• **Textauszug**:
----

Essen. Wo die zehn ältesten Bäume in Essen stehen, gibt die Naturdenkmalliste der Stadt preis. Auf Platz eins ist eine 350 Jahre alte Eiche.

Der älteste Baum in Essen steht in einer kleinen Straße in Rellinghausen auf einem Privatgrundstück. Laut Naturdenkmalliste der Stadt ist die Eiche rund 350 Jahre alt und damit rund 100 Jahre älter als die beiden Esskastanien, die am Sommersberg 4 in Kettwig auf dem zweiten Platz landen.

Der Rellinghauser Heimatforscher Johannes Stoll vermutet, dass die sogenannte Lüstner-Eiche nach Otto Lüstner, einem ehemaligen Gartenbaudirektor der Stadt benannt wurde. Die beiden Straßen, auf deren Ecke der Baum steht, wurden hingegen 1936 mit „Alte Eichen“ und „Viereiechenhöhe“ nach dem dortigen Baumbestand benannt.

Historische Aufzeichnungen gibt es nur selten

Wie alt die Lüstner-Eiche genau ist, weiß niemand. Die Jahresringe des Stamms würden das Geheimnis preis geben. Die kann man jedoch naturgemäß erst zählen, wenn der Baum gefällt ist. So können Experten anhand von Berechnungen mithilfe des Stammumfangs - bei der Lüstner-Eiche beträgt der rund 5,5 Meter - und Erfahrungswerten das Alter von Bäumen nur schätzen. Jacqueline Schröder vom Presseamt der Stadt: „Ein weitere Möglichkeit der Altersbestimmung ist dann gegeben, wenn historische Aufzeichnungen über die Pflanzung vorliegen, was aber nur selten der Fall ist.“

Diese Esskastanien am Sommersberg in Essen Kettwig sind mit geschätzten 260 Jahren auf Platz zwei der ältesten Bäume im Stadtgebiet.

----

• **Bereitgestelltes Material**:

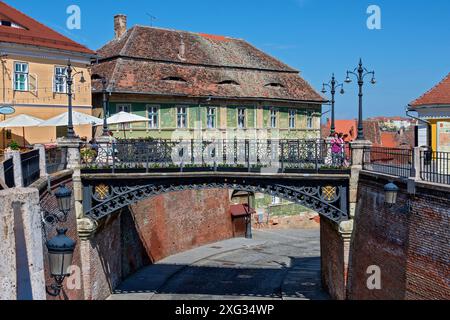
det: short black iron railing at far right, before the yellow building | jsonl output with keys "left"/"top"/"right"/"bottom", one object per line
{"left": 420, "top": 151, "right": 450, "bottom": 184}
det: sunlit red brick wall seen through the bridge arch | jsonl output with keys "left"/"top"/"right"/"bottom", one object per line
{"left": 127, "top": 189, "right": 233, "bottom": 262}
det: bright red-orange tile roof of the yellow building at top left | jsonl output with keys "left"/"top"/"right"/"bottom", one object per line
{"left": 0, "top": 1, "right": 94, "bottom": 54}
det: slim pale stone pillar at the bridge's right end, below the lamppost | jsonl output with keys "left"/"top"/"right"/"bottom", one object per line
{"left": 349, "top": 140, "right": 372, "bottom": 219}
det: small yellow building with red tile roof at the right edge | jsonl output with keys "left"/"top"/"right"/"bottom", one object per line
{"left": 409, "top": 73, "right": 450, "bottom": 152}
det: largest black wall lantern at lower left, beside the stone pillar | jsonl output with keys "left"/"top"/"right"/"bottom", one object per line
{"left": 46, "top": 229, "right": 76, "bottom": 297}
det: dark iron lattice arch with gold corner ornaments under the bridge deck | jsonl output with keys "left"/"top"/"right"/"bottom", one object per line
{"left": 83, "top": 174, "right": 349, "bottom": 224}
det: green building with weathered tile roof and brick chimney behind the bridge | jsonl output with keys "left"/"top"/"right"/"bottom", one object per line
{"left": 93, "top": 16, "right": 324, "bottom": 139}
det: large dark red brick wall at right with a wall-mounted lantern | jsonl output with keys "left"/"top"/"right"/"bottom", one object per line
{"left": 348, "top": 173, "right": 450, "bottom": 300}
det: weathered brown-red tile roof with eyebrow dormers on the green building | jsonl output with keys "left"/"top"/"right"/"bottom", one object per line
{"left": 92, "top": 26, "right": 325, "bottom": 103}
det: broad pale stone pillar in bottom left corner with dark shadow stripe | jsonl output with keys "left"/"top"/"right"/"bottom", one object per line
{"left": 0, "top": 188, "right": 46, "bottom": 300}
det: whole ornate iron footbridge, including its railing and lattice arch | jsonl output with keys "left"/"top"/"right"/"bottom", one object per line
{"left": 82, "top": 140, "right": 349, "bottom": 223}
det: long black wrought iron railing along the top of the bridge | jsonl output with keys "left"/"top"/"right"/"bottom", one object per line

----

• **Aufgabe**:
Beantworte bitte anhand des Textes über die ältesten Bäume in Essen:
(a) Wie alt ist laut Naturdenkmalliste der älteste Baum der Stadt?
(b) In welchem Jahr wurden die beiden Straßen benannt, an deren Ecke die Lüstner-Eiche steht?
(c) Wie groß ist der Stammumfang der Lüstner-Eiche?
Die Einträge spielen hierfür keine Rolle.

• **Lösung**:
(a) Rund 350 Jahre.
(b) 1936.
(c) Rund 5,5 Meter.